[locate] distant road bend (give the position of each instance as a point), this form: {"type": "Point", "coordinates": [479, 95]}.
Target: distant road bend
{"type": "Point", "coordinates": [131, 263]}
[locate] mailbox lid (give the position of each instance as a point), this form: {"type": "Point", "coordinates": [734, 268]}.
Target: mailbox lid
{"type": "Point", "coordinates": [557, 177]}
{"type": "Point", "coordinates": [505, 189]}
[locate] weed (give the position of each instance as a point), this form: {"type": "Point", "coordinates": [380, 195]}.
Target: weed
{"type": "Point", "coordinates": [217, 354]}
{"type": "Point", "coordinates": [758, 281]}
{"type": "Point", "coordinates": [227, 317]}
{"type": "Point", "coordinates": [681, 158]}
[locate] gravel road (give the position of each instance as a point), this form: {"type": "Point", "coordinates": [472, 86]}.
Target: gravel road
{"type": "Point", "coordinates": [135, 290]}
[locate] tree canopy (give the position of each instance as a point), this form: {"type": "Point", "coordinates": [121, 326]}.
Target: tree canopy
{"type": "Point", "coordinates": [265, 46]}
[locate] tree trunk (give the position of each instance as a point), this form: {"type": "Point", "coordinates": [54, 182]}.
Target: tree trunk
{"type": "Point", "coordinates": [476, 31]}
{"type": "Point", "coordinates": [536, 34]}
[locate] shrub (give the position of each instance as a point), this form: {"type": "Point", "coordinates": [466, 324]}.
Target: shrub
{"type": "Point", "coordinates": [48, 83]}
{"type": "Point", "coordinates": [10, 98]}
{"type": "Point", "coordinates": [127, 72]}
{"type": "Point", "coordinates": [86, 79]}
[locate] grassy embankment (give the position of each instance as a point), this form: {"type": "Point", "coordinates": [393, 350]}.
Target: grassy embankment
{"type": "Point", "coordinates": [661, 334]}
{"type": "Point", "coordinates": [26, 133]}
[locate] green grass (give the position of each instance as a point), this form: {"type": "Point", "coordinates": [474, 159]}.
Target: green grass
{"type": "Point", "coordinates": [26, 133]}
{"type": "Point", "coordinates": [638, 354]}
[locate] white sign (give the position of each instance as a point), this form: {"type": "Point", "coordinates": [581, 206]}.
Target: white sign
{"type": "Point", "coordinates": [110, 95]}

--

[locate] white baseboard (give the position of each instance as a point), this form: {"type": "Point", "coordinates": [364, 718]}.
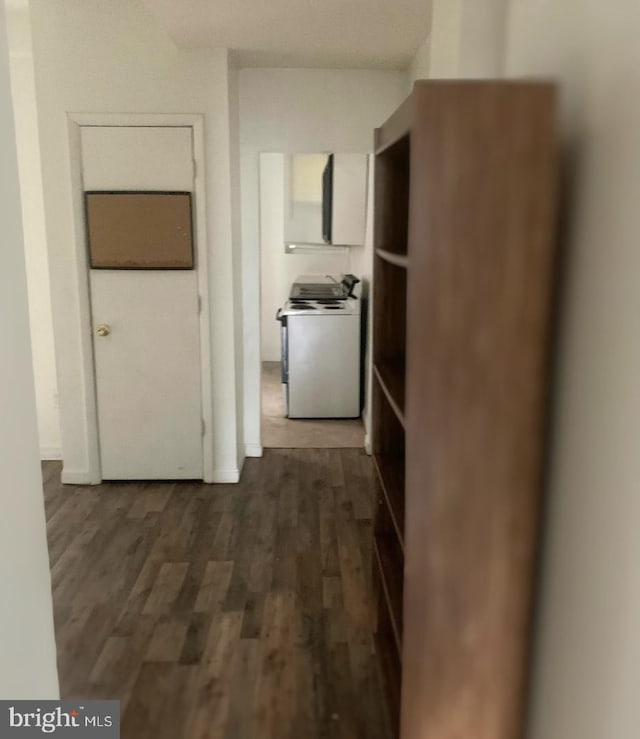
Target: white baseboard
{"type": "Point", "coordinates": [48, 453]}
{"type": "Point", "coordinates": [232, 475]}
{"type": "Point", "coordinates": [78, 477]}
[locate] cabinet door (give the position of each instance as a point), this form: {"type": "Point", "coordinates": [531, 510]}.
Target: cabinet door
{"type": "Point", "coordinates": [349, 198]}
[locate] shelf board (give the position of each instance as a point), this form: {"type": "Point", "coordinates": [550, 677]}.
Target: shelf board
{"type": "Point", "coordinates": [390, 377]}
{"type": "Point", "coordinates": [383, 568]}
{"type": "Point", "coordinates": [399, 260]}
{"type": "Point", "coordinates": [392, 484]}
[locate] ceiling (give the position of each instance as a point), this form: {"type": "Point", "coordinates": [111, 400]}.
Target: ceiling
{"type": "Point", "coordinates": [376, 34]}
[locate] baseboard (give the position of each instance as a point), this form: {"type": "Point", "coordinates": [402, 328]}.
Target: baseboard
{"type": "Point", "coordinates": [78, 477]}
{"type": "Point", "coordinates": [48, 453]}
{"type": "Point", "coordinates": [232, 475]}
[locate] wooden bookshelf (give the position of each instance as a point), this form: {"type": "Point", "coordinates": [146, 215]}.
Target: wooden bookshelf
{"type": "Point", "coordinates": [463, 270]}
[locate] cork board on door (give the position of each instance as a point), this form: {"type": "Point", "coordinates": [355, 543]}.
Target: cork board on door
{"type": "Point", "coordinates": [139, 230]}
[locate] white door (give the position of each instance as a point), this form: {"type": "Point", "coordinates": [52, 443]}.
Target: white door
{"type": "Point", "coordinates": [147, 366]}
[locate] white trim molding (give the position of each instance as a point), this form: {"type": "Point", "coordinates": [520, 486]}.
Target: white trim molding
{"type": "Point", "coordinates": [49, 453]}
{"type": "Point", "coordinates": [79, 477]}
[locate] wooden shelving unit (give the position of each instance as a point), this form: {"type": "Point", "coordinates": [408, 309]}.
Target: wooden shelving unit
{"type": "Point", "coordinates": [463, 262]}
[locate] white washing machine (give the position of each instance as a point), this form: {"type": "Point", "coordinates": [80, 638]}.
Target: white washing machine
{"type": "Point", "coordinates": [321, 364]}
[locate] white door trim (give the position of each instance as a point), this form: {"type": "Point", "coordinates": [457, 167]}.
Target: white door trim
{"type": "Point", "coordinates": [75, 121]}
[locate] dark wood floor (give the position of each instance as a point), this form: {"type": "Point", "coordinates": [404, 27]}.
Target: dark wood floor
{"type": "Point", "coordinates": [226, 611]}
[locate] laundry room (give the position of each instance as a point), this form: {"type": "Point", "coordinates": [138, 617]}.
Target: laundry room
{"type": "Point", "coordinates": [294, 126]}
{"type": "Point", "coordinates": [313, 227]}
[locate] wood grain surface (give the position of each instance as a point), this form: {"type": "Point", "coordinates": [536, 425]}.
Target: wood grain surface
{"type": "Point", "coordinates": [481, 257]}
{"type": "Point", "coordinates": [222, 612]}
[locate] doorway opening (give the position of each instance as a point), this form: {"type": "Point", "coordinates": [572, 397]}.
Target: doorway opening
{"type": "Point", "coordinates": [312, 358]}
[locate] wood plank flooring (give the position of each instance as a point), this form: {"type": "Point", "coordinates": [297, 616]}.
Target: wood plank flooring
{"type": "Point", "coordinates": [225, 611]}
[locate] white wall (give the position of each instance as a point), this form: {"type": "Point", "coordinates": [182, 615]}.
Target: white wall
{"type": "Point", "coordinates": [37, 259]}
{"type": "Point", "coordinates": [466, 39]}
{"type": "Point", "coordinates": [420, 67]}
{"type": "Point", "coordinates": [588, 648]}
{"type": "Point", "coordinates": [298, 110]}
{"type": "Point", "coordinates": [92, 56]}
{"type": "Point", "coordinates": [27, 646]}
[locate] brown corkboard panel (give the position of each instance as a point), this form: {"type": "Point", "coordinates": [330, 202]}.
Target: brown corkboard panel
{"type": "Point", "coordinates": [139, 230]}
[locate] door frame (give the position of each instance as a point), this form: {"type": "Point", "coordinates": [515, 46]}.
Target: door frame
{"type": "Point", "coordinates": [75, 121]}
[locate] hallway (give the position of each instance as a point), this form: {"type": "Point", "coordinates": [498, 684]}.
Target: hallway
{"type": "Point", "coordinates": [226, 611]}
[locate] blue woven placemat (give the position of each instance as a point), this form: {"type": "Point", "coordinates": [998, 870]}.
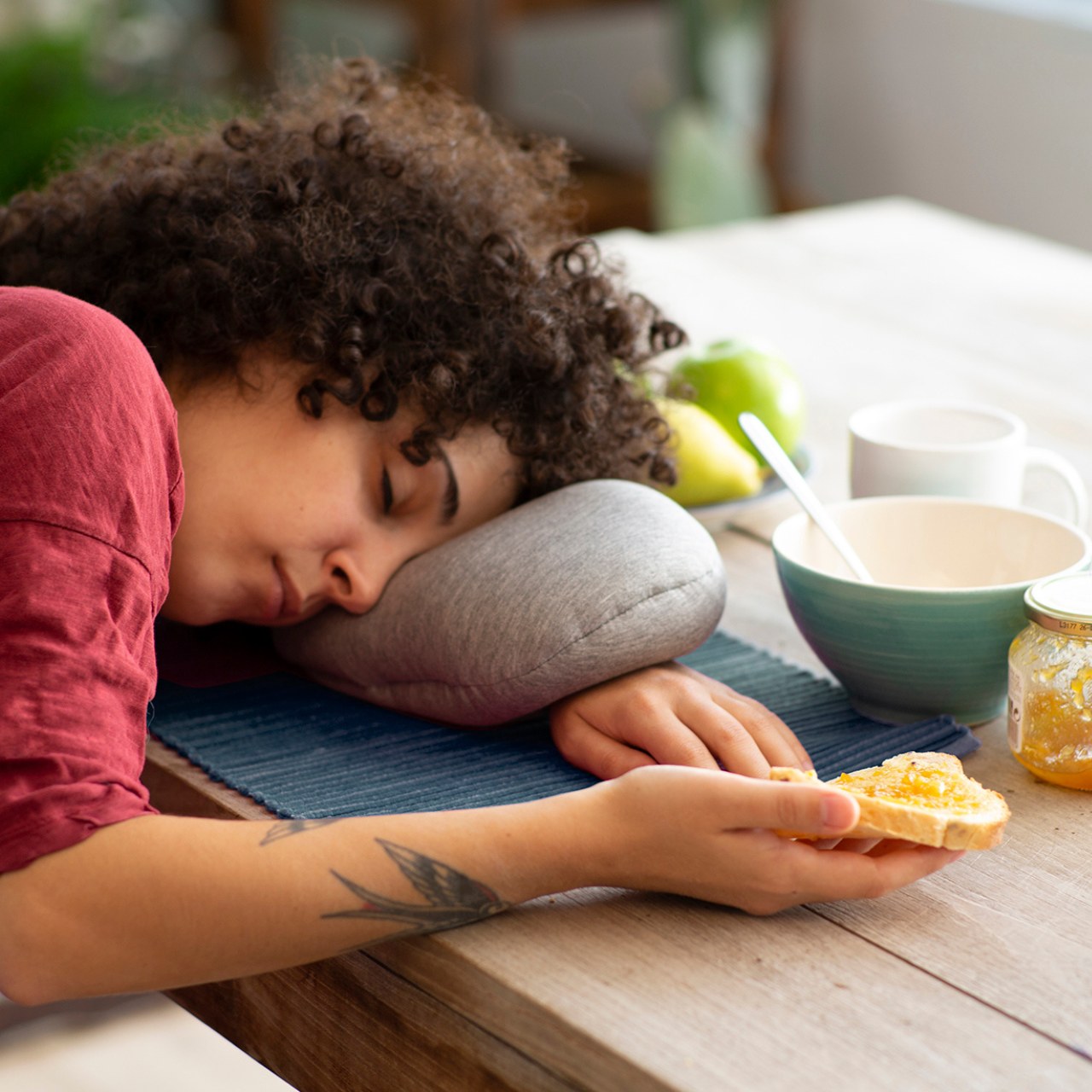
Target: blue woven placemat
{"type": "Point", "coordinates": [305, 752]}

* EXERCISE OBJECTIVE *
Among the records above, repeat exactly the line with "[locate] distant road", the line with "[locate] mailbox lid", and every line in between, and only those.

* EXERCISE OUTPUT *
[locate] distant road bend (give the position of each instance as a point), this form: {"type": "Point", "coordinates": [479, 95]}.
Target: distant road bend
{"type": "Point", "coordinates": [131, 263]}
[locate] mailbox lid (give the position of each instance as a point), this form: {"type": "Point", "coordinates": [734, 268]}.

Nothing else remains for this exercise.